RECORD EXTRACTS
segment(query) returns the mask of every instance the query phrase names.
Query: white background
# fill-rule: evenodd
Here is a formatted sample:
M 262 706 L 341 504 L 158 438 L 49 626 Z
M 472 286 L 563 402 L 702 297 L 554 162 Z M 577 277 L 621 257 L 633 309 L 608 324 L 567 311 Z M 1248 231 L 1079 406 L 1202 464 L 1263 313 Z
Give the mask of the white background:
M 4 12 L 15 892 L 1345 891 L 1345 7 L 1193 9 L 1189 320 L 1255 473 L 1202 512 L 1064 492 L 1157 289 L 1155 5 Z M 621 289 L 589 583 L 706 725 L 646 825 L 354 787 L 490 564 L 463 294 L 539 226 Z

WHAT YOU NEED TO DO
Rewrite the listing above as a numbered list, leaving out any blank lines.

EXPECTED OUTPUT
1. segment(query) returns the mask of every instance the query phrase names.
2. Query: white background
3. # fill-rule: evenodd
4. Here is a formatted sample:
5. M 262 706 L 341 504 L 158 438 L 49 626 Z
6. M 472 286 L 563 402 L 702 297 L 554 162 Z M 577 277 L 621 257 L 633 309 L 608 324 L 567 311 Z M 1248 231 L 1079 406 L 1202 464 L 1263 313 Z
7. Give the mask of the white background:
8. M 4 12 L 15 892 L 1345 891 L 1345 7 L 1193 9 L 1189 320 L 1255 473 L 1202 512 L 1064 492 L 1157 289 L 1155 5 Z M 621 289 L 589 583 L 706 725 L 646 825 L 354 787 L 490 564 L 463 294 L 539 226 Z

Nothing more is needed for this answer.